Task directions: Pick out every line of the rows below that contains the word "hedge", and copy each one.

* START Exercise material *

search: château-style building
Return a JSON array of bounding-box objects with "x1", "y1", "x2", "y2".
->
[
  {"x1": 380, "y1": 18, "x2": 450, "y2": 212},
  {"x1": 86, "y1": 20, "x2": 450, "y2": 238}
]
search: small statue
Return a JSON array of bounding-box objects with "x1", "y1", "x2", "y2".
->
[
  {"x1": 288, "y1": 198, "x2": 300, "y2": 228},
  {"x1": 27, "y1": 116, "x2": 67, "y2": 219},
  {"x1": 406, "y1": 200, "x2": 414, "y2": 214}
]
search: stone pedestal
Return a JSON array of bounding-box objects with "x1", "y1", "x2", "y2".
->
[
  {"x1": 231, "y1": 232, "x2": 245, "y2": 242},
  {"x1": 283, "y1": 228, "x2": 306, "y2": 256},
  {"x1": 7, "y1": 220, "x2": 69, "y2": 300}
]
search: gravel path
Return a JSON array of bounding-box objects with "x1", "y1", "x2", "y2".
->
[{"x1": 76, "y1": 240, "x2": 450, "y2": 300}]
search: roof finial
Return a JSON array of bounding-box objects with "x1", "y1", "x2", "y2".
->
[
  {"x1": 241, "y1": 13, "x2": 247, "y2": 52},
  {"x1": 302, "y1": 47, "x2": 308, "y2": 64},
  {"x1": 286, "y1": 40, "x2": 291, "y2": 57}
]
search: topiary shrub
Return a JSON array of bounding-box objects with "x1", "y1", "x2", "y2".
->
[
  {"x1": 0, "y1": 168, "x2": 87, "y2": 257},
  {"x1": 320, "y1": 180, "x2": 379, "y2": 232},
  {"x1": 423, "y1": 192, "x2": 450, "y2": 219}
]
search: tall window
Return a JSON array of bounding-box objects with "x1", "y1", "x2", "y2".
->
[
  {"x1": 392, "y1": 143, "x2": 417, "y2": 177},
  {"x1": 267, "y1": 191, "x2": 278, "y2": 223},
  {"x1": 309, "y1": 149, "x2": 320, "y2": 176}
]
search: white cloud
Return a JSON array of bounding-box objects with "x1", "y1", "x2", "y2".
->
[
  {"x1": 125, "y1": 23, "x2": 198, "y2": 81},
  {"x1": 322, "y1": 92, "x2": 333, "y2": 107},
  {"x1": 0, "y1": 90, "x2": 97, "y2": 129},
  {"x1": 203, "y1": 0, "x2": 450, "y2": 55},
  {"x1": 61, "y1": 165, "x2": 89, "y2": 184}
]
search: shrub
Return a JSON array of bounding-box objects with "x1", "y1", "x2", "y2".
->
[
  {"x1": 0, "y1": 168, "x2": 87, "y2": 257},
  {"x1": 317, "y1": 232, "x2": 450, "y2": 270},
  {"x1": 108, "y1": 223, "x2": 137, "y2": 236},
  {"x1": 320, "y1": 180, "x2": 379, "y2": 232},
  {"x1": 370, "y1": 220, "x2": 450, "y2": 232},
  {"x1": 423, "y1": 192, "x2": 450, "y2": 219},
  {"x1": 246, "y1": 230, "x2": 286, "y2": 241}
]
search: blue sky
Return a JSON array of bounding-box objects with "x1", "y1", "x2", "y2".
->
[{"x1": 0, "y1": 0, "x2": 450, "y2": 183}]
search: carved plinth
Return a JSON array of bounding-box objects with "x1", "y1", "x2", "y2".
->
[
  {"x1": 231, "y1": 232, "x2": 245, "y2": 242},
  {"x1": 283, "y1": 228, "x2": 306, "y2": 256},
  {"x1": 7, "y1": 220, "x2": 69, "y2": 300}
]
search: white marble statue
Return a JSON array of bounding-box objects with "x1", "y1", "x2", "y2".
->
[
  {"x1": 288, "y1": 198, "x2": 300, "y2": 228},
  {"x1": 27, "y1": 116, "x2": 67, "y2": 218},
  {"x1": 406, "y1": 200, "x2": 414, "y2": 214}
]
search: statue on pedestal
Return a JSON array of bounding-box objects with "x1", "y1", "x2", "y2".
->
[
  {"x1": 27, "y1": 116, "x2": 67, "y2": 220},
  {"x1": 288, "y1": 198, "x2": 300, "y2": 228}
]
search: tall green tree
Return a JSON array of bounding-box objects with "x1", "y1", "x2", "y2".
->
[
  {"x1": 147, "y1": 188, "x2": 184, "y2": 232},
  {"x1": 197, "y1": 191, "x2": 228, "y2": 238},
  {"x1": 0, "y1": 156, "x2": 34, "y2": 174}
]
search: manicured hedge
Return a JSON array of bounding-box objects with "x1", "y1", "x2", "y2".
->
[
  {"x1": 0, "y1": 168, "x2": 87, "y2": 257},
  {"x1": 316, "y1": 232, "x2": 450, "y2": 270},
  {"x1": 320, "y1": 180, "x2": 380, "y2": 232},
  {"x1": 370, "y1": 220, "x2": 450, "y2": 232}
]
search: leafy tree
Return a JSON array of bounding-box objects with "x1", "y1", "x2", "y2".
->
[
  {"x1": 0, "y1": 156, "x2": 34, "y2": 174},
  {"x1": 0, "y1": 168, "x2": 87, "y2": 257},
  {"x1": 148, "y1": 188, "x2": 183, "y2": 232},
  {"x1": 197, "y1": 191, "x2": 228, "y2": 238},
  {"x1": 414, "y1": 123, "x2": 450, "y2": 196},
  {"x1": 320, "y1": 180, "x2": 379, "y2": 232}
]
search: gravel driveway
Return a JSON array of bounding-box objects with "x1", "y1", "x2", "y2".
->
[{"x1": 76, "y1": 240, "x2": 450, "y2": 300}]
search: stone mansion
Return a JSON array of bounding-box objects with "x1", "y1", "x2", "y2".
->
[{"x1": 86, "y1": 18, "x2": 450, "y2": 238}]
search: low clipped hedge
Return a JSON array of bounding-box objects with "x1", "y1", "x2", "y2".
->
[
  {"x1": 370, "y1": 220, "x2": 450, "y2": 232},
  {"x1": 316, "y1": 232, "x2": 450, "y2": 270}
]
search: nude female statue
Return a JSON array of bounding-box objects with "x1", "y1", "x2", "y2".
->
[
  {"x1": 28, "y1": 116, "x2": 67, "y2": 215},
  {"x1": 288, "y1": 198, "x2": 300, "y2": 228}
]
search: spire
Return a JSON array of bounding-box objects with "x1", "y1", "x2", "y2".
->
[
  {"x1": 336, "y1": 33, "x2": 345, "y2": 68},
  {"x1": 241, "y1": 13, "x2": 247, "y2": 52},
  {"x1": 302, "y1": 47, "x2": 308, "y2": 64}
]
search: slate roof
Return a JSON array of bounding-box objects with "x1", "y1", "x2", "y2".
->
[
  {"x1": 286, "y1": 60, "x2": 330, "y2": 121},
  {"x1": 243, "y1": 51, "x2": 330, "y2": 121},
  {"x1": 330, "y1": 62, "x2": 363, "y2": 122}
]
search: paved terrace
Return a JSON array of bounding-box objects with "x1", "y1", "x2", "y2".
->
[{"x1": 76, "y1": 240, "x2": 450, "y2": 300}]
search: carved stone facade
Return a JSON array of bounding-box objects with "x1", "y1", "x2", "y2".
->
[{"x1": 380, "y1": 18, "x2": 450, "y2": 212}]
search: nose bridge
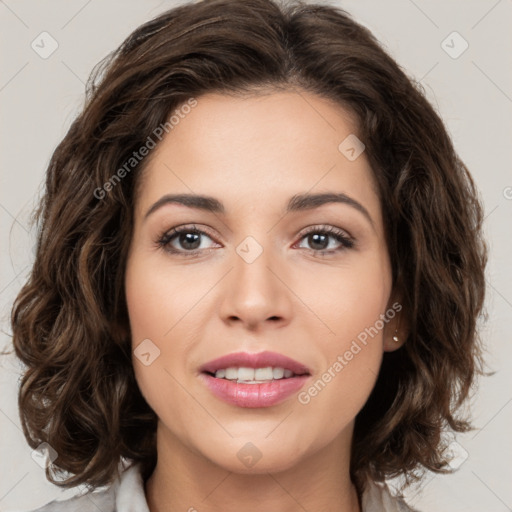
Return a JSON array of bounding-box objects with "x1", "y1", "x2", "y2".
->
[{"x1": 222, "y1": 236, "x2": 291, "y2": 325}]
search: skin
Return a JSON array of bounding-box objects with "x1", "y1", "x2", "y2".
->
[{"x1": 126, "y1": 90, "x2": 405, "y2": 512}]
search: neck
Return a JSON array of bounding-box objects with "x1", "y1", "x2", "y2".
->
[{"x1": 145, "y1": 423, "x2": 360, "y2": 512}]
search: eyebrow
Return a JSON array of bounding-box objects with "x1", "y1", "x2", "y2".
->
[{"x1": 144, "y1": 192, "x2": 374, "y2": 226}]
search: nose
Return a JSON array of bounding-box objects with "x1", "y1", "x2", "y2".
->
[{"x1": 220, "y1": 241, "x2": 293, "y2": 331}]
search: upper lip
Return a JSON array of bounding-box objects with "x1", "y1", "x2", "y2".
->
[{"x1": 199, "y1": 351, "x2": 310, "y2": 375}]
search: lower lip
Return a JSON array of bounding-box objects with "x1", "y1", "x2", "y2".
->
[{"x1": 201, "y1": 373, "x2": 311, "y2": 408}]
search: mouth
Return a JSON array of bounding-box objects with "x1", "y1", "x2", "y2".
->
[
  {"x1": 203, "y1": 366, "x2": 310, "y2": 384},
  {"x1": 200, "y1": 352, "x2": 311, "y2": 408}
]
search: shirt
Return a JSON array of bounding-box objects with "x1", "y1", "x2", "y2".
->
[{"x1": 27, "y1": 464, "x2": 418, "y2": 512}]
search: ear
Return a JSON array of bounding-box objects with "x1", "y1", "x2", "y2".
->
[{"x1": 382, "y1": 294, "x2": 410, "y2": 352}]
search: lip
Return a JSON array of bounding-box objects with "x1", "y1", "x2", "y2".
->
[
  {"x1": 199, "y1": 351, "x2": 311, "y2": 408},
  {"x1": 199, "y1": 373, "x2": 311, "y2": 408},
  {"x1": 199, "y1": 351, "x2": 311, "y2": 374}
]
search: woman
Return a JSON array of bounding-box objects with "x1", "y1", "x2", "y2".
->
[{"x1": 12, "y1": 0, "x2": 486, "y2": 512}]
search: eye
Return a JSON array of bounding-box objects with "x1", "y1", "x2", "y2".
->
[
  {"x1": 157, "y1": 226, "x2": 220, "y2": 255},
  {"x1": 299, "y1": 226, "x2": 354, "y2": 255}
]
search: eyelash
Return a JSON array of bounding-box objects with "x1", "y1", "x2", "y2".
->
[{"x1": 156, "y1": 225, "x2": 355, "y2": 258}]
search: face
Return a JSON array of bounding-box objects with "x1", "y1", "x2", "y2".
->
[{"x1": 125, "y1": 91, "x2": 399, "y2": 472}]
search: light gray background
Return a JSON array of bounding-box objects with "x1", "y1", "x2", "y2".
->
[{"x1": 0, "y1": 0, "x2": 512, "y2": 512}]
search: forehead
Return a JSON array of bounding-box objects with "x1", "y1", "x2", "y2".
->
[{"x1": 138, "y1": 91, "x2": 380, "y2": 222}]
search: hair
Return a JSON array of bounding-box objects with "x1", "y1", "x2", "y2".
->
[{"x1": 11, "y1": 0, "x2": 487, "y2": 496}]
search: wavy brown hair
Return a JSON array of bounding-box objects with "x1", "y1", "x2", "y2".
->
[{"x1": 11, "y1": 0, "x2": 487, "y2": 496}]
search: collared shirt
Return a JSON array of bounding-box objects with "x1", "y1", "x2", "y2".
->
[{"x1": 27, "y1": 464, "x2": 415, "y2": 512}]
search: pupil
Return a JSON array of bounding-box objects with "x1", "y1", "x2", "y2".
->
[
  {"x1": 309, "y1": 233, "x2": 329, "y2": 249},
  {"x1": 180, "y1": 233, "x2": 200, "y2": 249}
]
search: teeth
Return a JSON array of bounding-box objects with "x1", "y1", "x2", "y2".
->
[{"x1": 215, "y1": 366, "x2": 293, "y2": 384}]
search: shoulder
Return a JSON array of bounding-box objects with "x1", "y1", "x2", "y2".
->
[
  {"x1": 362, "y1": 481, "x2": 419, "y2": 512},
  {"x1": 24, "y1": 488, "x2": 116, "y2": 512},
  {"x1": 24, "y1": 465, "x2": 149, "y2": 512}
]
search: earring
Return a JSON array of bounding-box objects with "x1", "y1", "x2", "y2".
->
[{"x1": 391, "y1": 317, "x2": 400, "y2": 343}]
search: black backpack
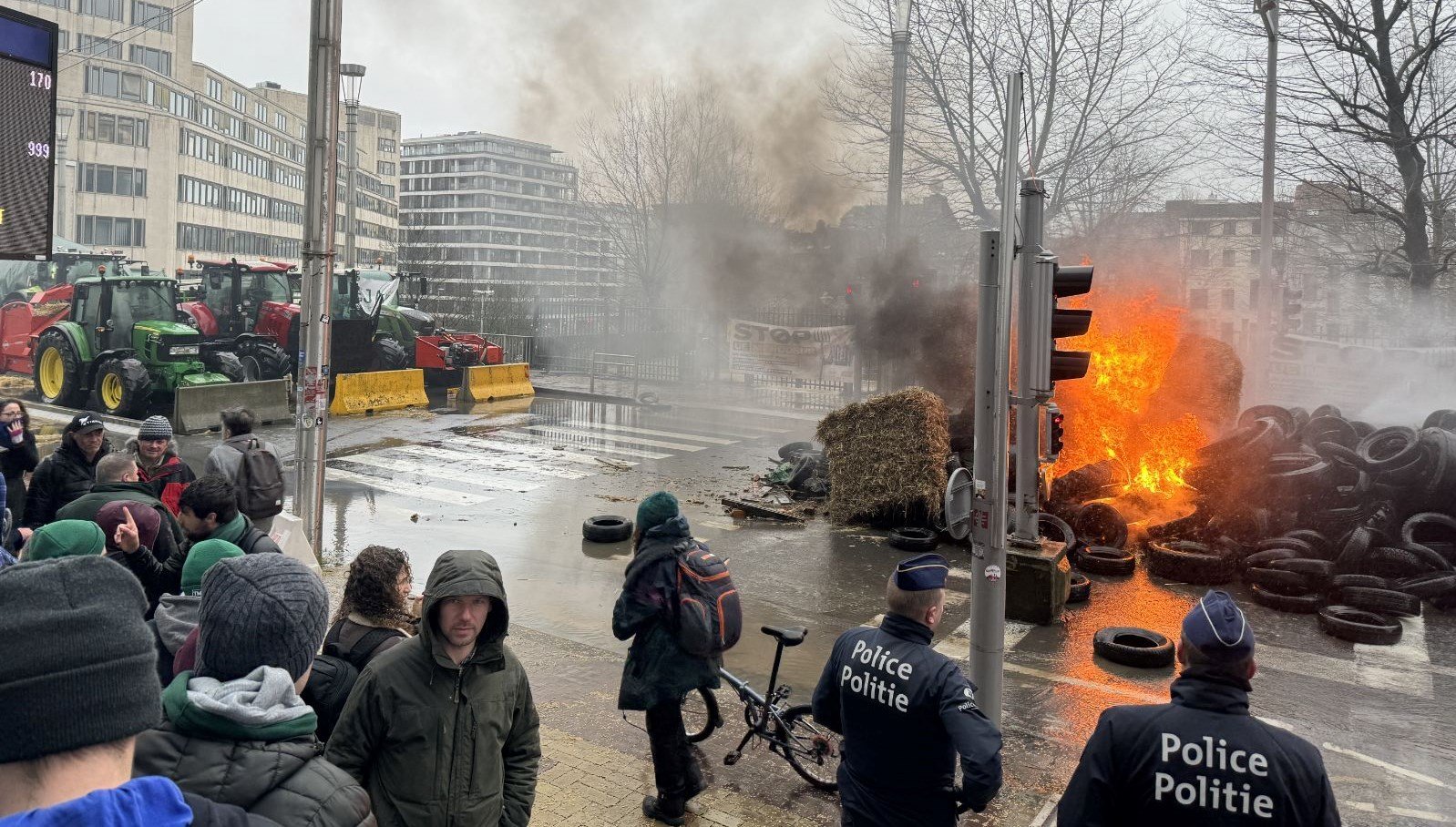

* END Exercise material *

Response:
search: manicured hedge
search: low clipped hedge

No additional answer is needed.